• [SHORT EXERCISE] Transcribe verbatim every line from the line containing "In the photo above, where can the white arrow" to the end of the entries, including both endpoints. Output nothing beyond those lines.

--------------------

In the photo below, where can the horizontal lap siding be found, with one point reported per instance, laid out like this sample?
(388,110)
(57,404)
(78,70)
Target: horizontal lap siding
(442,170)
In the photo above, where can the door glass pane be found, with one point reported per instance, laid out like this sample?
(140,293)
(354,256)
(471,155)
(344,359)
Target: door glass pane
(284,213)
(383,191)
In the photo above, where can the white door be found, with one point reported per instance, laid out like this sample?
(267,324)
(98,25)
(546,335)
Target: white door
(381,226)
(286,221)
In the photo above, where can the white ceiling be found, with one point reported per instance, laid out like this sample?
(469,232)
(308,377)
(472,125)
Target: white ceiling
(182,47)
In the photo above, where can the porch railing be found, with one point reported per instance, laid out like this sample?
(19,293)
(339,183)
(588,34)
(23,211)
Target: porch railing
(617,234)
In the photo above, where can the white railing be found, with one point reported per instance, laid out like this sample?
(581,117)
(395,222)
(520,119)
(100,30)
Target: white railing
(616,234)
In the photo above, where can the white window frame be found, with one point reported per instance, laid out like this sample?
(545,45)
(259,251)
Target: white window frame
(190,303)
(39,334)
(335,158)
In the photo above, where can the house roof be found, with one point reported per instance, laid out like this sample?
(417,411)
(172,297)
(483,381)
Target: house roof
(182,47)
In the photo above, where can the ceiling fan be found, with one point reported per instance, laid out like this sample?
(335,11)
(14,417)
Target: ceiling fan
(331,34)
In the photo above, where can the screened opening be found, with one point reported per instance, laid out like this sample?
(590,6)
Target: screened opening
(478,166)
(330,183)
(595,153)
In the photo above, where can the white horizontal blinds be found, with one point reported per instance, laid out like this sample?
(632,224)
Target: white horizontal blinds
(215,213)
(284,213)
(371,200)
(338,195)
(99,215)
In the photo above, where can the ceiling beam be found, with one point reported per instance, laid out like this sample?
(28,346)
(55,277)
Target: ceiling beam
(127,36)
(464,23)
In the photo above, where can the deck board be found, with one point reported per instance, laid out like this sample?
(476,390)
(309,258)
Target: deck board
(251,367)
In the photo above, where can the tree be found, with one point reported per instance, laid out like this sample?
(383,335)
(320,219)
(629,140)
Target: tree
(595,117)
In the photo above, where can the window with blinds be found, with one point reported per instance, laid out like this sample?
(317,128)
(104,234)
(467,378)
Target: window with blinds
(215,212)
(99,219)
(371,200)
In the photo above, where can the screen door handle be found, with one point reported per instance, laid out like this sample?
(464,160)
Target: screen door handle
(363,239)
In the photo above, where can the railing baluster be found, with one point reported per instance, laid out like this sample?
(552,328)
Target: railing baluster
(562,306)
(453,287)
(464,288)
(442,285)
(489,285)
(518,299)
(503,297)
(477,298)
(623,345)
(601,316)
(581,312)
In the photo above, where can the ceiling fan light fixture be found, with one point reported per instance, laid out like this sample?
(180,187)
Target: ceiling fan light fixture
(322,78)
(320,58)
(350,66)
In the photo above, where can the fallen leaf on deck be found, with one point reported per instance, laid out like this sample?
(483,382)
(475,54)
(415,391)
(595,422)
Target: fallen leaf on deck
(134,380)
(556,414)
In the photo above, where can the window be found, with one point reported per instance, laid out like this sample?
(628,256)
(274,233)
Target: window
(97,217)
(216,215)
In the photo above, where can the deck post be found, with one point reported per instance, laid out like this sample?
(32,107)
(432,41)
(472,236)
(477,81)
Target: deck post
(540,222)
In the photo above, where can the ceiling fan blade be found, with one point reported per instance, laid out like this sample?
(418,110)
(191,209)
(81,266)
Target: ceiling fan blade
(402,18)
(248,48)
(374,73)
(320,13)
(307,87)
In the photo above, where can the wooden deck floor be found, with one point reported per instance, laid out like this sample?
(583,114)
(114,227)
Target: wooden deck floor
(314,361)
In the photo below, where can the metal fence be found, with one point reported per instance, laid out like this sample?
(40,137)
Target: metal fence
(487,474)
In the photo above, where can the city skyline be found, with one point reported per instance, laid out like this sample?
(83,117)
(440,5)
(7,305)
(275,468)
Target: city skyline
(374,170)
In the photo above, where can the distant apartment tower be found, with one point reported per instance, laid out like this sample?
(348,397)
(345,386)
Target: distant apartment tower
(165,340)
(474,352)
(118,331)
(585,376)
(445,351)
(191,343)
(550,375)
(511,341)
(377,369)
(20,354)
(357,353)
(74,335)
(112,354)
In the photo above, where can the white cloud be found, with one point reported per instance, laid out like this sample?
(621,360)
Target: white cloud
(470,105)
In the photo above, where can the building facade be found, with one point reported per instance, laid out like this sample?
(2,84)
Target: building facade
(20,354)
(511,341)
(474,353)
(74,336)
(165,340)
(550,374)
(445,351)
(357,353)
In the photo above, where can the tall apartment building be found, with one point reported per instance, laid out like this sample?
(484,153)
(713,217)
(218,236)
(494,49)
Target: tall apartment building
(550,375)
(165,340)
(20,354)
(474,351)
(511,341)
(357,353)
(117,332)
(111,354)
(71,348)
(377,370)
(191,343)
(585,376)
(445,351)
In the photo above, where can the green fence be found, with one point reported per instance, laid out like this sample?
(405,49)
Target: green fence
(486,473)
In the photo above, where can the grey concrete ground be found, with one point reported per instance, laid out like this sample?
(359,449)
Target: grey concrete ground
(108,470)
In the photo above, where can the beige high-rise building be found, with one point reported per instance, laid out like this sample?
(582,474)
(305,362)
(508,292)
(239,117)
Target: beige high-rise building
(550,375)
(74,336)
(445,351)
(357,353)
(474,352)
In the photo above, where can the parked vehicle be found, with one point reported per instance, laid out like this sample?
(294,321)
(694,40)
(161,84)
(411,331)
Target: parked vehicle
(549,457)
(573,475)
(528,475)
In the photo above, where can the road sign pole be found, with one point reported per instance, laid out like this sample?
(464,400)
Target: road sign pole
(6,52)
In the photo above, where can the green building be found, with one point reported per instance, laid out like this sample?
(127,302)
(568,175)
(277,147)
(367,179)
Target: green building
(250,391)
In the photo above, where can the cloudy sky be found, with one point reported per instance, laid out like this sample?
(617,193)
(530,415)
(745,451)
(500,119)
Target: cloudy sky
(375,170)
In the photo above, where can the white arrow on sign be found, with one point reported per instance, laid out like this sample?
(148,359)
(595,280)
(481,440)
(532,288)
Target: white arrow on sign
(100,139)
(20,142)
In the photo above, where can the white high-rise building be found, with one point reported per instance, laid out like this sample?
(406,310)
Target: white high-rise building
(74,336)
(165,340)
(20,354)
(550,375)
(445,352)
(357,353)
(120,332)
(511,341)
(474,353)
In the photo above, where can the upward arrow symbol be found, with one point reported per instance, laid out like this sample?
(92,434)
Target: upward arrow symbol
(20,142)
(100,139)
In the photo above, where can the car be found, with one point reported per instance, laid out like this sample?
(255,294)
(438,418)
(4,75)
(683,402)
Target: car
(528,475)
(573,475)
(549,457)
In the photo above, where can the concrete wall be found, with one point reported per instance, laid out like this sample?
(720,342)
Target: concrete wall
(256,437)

--------------------

• [WRITTEN RESPONSE]
In the photo above, where can the white arrow on sign be found, with one point reported per instance, laid out like this sample?
(148,359)
(595,280)
(481,440)
(532,288)
Target: white arrow on sign
(100,139)
(20,142)
In the photo above, where can the white high-rise building be found, with one point reported per instance, laid out like this sample?
(406,310)
Target: white high-rise building
(74,336)
(165,340)
(20,354)
(550,375)
(445,352)
(357,353)
(120,332)
(511,341)
(474,353)
In the photo above, where can the upward arrow symbol be found, with one point reported per instance, laid out like this sample?
(92,434)
Target: upward arrow symbol
(20,142)
(100,139)
In the photo above, where can the car be found, with one point reported per instance, laid out like this sample?
(255,294)
(438,418)
(4,75)
(683,402)
Target: car
(528,475)
(573,475)
(549,457)
In the photo above, where can the concrete wall be found, with one point reported per instance, laid out like this sample?
(720,342)
Target: concrete wall
(256,437)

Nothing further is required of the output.